Stored entries
========================

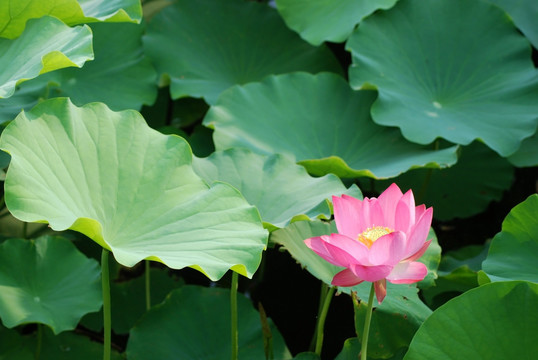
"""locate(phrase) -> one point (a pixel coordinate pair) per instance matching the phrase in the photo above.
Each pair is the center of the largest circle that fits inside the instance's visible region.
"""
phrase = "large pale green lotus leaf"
(239, 42)
(194, 323)
(524, 13)
(331, 131)
(437, 83)
(129, 188)
(495, 321)
(47, 44)
(401, 299)
(47, 281)
(326, 20)
(279, 188)
(527, 154)
(512, 253)
(121, 76)
(27, 94)
(487, 176)
(15, 13)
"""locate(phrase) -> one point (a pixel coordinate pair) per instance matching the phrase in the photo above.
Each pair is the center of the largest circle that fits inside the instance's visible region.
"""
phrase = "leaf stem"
(107, 322)
(366, 331)
(321, 320)
(148, 285)
(39, 341)
(233, 308)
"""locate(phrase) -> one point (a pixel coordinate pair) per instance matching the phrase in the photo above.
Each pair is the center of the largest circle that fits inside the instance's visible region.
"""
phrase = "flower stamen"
(370, 235)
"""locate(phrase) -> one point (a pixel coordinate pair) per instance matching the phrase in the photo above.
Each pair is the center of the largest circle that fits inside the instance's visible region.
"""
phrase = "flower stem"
(107, 322)
(233, 308)
(321, 320)
(148, 285)
(366, 331)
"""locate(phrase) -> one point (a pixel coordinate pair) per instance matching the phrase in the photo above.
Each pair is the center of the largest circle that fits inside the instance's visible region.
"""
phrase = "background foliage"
(211, 135)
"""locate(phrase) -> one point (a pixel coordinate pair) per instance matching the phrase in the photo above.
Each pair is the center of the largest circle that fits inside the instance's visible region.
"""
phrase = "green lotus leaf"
(257, 116)
(401, 299)
(129, 188)
(457, 274)
(524, 13)
(120, 76)
(15, 13)
(495, 321)
(278, 187)
(487, 176)
(326, 20)
(239, 42)
(512, 253)
(527, 154)
(204, 315)
(437, 83)
(47, 44)
(47, 281)
(27, 95)
(129, 302)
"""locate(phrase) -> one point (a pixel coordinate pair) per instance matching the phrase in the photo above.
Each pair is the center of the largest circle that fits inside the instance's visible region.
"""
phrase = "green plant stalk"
(39, 341)
(107, 322)
(321, 320)
(233, 308)
(323, 292)
(366, 331)
(148, 285)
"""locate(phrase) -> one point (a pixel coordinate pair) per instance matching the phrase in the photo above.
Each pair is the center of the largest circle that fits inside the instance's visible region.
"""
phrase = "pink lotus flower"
(378, 239)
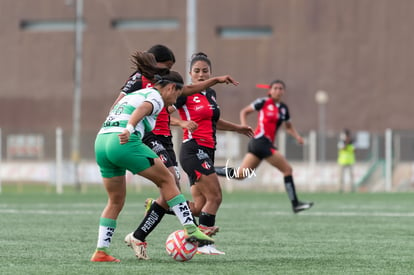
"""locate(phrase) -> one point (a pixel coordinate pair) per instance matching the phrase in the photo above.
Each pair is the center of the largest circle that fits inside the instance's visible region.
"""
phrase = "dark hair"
(200, 56)
(146, 64)
(162, 53)
(171, 77)
(277, 81)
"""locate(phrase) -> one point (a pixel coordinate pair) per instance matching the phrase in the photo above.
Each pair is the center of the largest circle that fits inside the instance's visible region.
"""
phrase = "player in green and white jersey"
(118, 147)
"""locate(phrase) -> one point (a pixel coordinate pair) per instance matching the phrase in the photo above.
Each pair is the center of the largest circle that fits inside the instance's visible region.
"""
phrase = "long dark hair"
(146, 64)
(162, 53)
(200, 56)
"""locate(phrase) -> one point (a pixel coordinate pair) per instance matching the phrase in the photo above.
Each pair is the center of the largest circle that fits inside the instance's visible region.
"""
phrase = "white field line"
(340, 214)
(266, 213)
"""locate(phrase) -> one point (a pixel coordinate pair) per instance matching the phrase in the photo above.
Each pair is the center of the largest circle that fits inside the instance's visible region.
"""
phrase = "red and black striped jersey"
(201, 108)
(137, 82)
(271, 116)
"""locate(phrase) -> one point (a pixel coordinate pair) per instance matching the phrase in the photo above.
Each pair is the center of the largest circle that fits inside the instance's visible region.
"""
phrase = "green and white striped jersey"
(118, 117)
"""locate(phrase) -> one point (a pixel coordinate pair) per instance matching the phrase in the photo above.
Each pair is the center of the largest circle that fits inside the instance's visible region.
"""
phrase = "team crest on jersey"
(206, 165)
(163, 158)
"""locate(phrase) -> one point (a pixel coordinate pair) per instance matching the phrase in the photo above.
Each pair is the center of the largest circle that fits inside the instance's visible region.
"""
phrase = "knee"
(216, 199)
(288, 171)
(116, 203)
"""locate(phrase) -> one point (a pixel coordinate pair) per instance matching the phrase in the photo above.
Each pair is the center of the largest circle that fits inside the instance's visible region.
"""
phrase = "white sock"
(181, 210)
(106, 231)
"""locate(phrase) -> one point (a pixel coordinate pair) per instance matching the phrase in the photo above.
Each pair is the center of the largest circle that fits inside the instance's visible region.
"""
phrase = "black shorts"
(162, 146)
(196, 160)
(261, 147)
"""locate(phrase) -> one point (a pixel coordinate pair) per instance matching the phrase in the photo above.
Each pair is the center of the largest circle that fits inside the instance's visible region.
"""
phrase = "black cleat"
(302, 206)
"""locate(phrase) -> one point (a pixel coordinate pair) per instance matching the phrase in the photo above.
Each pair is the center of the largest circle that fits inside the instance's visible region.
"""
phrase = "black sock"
(290, 189)
(207, 219)
(224, 171)
(150, 221)
(170, 212)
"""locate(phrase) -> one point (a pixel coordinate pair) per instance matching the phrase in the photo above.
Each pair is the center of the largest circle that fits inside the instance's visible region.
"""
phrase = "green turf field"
(45, 233)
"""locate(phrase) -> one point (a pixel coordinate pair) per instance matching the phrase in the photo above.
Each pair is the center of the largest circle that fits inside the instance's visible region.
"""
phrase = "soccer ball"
(178, 248)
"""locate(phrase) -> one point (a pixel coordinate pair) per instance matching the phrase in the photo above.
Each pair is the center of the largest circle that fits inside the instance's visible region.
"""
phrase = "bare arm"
(230, 126)
(244, 112)
(143, 110)
(195, 88)
(292, 131)
(190, 125)
(120, 96)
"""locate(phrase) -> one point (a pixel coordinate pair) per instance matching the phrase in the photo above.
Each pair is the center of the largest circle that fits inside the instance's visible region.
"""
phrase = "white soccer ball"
(178, 248)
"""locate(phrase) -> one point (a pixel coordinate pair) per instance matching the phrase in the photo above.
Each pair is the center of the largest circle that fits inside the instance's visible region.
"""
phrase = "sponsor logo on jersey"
(206, 165)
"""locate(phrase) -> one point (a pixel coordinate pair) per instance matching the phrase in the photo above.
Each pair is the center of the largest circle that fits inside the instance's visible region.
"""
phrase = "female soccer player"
(197, 150)
(160, 138)
(119, 147)
(272, 114)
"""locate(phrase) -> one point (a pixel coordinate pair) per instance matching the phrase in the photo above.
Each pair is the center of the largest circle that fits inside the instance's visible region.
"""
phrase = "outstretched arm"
(190, 125)
(196, 88)
(230, 126)
(292, 131)
(243, 114)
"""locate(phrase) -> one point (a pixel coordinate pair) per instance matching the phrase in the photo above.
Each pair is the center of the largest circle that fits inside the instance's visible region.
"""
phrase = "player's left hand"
(246, 130)
(227, 79)
(300, 140)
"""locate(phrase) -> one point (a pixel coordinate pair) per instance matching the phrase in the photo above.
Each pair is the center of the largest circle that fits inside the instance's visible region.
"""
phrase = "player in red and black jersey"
(272, 114)
(160, 139)
(197, 150)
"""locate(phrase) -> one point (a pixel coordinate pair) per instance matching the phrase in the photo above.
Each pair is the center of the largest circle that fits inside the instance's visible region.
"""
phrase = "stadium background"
(358, 51)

========================

How many lines in the data above contain the string "jersey"? Reply with the number alone.

Result for this exercise -> 6